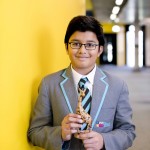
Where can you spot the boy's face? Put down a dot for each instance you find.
(82, 60)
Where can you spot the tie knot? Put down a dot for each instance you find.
(82, 82)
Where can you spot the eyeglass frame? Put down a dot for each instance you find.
(83, 44)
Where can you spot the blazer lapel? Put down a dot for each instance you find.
(69, 90)
(100, 89)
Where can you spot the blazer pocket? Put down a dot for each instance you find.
(105, 120)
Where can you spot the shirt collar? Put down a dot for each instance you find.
(78, 76)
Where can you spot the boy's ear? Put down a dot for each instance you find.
(100, 50)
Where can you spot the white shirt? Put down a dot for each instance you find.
(90, 76)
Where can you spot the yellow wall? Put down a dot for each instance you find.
(31, 46)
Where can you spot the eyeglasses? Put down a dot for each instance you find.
(88, 46)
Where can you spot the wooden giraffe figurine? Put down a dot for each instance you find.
(80, 110)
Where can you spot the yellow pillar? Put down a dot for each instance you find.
(31, 46)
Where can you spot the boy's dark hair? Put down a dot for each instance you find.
(82, 24)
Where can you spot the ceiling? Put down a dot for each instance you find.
(132, 11)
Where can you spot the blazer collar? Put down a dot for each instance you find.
(66, 86)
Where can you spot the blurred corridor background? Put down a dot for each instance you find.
(31, 46)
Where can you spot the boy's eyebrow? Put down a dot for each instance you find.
(76, 40)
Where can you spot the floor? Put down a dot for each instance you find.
(139, 89)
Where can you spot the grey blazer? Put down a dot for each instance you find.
(110, 110)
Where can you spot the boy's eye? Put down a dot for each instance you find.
(89, 45)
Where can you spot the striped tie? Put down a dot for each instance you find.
(86, 101)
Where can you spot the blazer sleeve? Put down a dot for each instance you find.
(123, 134)
(41, 132)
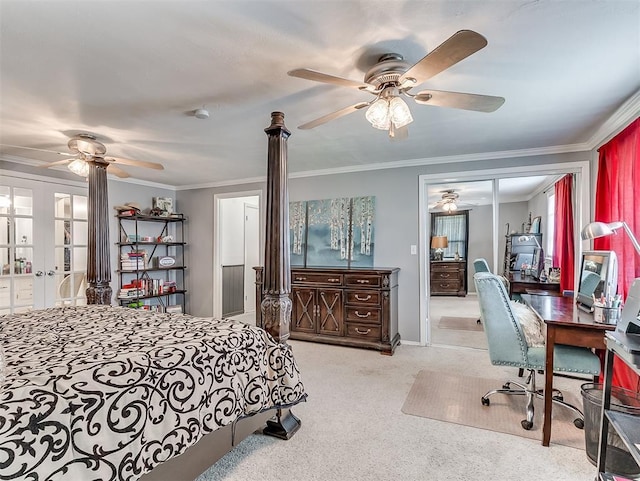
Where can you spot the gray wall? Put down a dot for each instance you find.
(480, 239)
(396, 224)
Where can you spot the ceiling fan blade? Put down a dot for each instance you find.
(334, 115)
(459, 100)
(57, 162)
(308, 74)
(135, 163)
(117, 171)
(456, 48)
(33, 148)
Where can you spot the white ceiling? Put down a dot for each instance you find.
(133, 72)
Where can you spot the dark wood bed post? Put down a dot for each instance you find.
(276, 302)
(98, 264)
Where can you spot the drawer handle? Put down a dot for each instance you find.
(362, 298)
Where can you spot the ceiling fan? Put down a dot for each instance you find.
(86, 147)
(449, 201)
(393, 77)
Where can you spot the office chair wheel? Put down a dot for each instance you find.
(527, 425)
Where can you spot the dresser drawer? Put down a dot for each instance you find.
(363, 280)
(445, 275)
(364, 331)
(370, 298)
(446, 266)
(452, 286)
(316, 278)
(362, 314)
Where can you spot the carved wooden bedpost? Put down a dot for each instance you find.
(98, 255)
(276, 302)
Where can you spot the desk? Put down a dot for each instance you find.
(521, 284)
(566, 324)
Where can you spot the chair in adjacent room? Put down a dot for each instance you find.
(514, 337)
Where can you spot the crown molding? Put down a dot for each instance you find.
(627, 113)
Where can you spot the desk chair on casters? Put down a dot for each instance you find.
(508, 347)
(481, 265)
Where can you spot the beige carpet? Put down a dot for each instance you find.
(456, 399)
(460, 323)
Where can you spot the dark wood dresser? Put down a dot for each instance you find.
(449, 278)
(349, 307)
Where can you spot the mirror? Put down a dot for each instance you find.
(598, 277)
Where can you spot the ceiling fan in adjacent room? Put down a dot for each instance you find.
(85, 147)
(392, 77)
(449, 201)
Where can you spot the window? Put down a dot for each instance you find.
(455, 228)
(551, 222)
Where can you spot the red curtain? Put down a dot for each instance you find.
(617, 199)
(563, 244)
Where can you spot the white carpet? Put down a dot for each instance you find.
(353, 427)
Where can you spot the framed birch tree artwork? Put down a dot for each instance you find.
(332, 232)
(362, 214)
(298, 232)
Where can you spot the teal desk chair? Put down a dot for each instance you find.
(508, 347)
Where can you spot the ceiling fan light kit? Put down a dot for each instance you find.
(202, 114)
(392, 77)
(79, 167)
(450, 206)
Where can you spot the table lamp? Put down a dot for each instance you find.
(594, 230)
(439, 243)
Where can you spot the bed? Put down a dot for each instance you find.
(110, 393)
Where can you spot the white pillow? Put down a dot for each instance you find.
(530, 324)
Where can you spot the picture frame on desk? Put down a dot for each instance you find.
(535, 225)
(164, 204)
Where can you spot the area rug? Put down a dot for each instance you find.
(457, 399)
(460, 323)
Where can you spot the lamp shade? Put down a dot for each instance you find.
(439, 242)
(599, 229)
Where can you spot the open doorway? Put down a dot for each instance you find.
(490, 229)
(236, 252)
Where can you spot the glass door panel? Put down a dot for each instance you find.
(43, 264)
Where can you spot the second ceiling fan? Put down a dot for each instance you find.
(393, 77)
(85, 147)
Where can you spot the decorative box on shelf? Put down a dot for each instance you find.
(164, 262)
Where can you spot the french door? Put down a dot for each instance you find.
(43, 244)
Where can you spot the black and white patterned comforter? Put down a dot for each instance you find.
(101, 392)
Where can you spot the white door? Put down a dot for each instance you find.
(251, 254)
(43, 244)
—————
• What needs to be done:
Every line of the data above is to be repeated exactly; the images are to be left out.

• Your solution:
Where can you spot the boy's face? Put down a dot for each instance you find.
(82, 60)
Where can you spot the tie knot? Put down a dot for each instance you find.
(82, 82)
Where can you spot the eyeglass frame? Put down a dot for each instance you find.
(83, 44)
Where can you spot the blazer lapel? Put down a dot for each instance you find.
(69, 90)
(100, 89)
Where can you spot the blazer pocket? Put down a dot for each instance you find.
(105, 120)
Where can you spot the shirt collar? Put down a dot for each instance you find.
(78, 76)
Where can you spot the boy's ear? Put down a dot for each instance you find.
(100, 50)
Where can you spot the white shirt? Put down a dot for each instance you find.
(90, 76)
Where can you spot the yellow wall? Put down a dot for each instance you find.
(31, 46)
Where can you spot the eyeglasses? Put down a dot for each instance you find.
(88, 46)
Where can you spot the wooden giraffe figurine? Put down a dot for each instance you find.
(80, 110)
Where can you spot the yellow pillar? Put down a dot for each instance you find.
(31, 46)
Where can you spot the boy's dark hair? Put down a dot for each instance you find.
(82, 24)
Where can you spot the ceiling? Put down a dot for each instance you find.
(132, 11)
Where can you spot the blazer collar? Put down a dot for each instance you find.
(66, 86)
Where can you spot the blurred corridor background? Put down a dot for each instance you find.
(31, 46)
Where can you spot the boy's eyebrow? Put down a dot for each instance you find.
(76, 40)
Where can you spot the floor? Put down a dot for each instance you find.
(139, 89)
Where can you spot the grey blazer? Put down a dot for each instance you find.
(110, 110)
Where can you spot the boy's eye? Put down a dot for each instance you find.
(89, 45)
Where can you spot the striped tie? Put down a dot for each instance you find.
(86, 101)
Where can you spot the blazer sleeve? Put down a dot for each instance you find.
(123, 134)
(41, 132)
Where can you spot the gray wall? Put down a dot for each instance you find.
(480, 239)
(396, 224)
Where can you spot the ceiling fan blade? Put down a dot for each instance you find.
(334, 115)
(459, 100)
(57, 162)
(308, 74)
(135, 163)
(117, 171)
(456, 48)
(33, 148)
Where can you spot the white ceiling? Put down a dot for each instance you find.
(133, 72)
Where can you spot the dark wood bed post? Put down a dot for each instance you find.
(276, 302)
(98, 264)
Where can you spot the drawer handle? Put down a dot for each instance you find.
(362, 298)
Where can you spot the ceiling fan? Put down a dot for each instance you find.
(86, 147)
(449, 201)
(393, 77)
Where can you spot the office chair wheel? Put down a dot for each instance you find.
(527, 425)
Where can you spot the dresser drawer? Put down a dot for each instance you find.
(363, 280)
(445, 275)
(364, 331)
(370, 298)
(446, 266)
(452, 286)
(316, 278)
(362, 314)
Where can you spot the carved wooden bedpost? Put down a dot for each instance you find.
(98, 255)
(276, 302)
Where can you spot the desk? Put down a dot for each instance you find.
(521, 284)
(566, 324)
Where can you spot the chair in adjacent room? Put down a dot for each instance you find.
(514, 337)
Where can you spot the crown molding? Put down a dot for each instance you find.
(627, 113)
Where can you spot the desk chair on casters? Put down a dot for each instance you find.
(508, 347)
(481, 265)
Where can you spot the beige carpet? Put down a dot for each instance you find.
(456, 399)
(460, 323)
Where can you spot the dark wood dresser? Put down a dot for each instance you find.
(449, 278)
(349, 307)
Where can you spot the mirror? Put down a dot for each instance you find.
(598, 277)
Where can you spot the ceiling fan in adjacent room? Put down a dot for each instance you find.
(85, 147)
(392, 77)
(449, 201)
Where can you spot the window? Put down a dot for each instance you find.
(455, 228)
(551, 222)
Where can you spot the red curtain? Put down a dot for each instance you find.
(617, 199)
(563, 244)
Where can you spot the white carpet? Put down a dot for each instance you find.
(353, 427)
Where can you spot the framed birch tree artwork? Put down a dot for each instance you find.
(332, 232)
(362, 214)
(298, 232)
Where can you spot the teal desk chair? Put down a dot for each instance you find.
(508, 347)
Where can you spot the ceiling fan light kit? Put down a dot for each instance you find.
(202, 114)
(392, 77)
(79, 167)
(450, 206)
Where can you spot the table lamp? Put down a dot for each instance you find.
(594, 230)
(439, 243)
Where can you spot the bed? Put down a dot for each instance you find.
(110, 393)
Where can you spot the white pillow? Put down a dot for each instance you find.
(530, 324)
Where can you spot the picture frame on desk? Put down a dot for each instance you find.
(535, 225)
(164, 204)
Where can you spot the area rug? Put down a dot for each instance you find.
(457, 399)
(460, 323)
Where can you spot the lamp shade? Put down a dot for each instance you find.
(439, 242)
(599, 229)
Where can you spot the open doorway? Put down a dot for each instance you find.
(490, 229)
(236, 252)
Where can you spot the glass door panel? Put down a dot for each instance you find.
(43, 264)
Where can you spot the second ceiling fan? Put down a dot for each instance you find.
(393, 77)
(85, 147)
Where can you spot the decorative box on shelf? Put down a dot for each instance you find.
(164, 262)
Where can you spot the french door? Put down a dot for each instance you find.
(43, 244)
Where can you spot the black and white patterned comforter? Put down a dot for each instance you find.
(101, 392)
Where can you spot the white door? Put down a dot for each instance you find.
(251, 254)
(43, 244)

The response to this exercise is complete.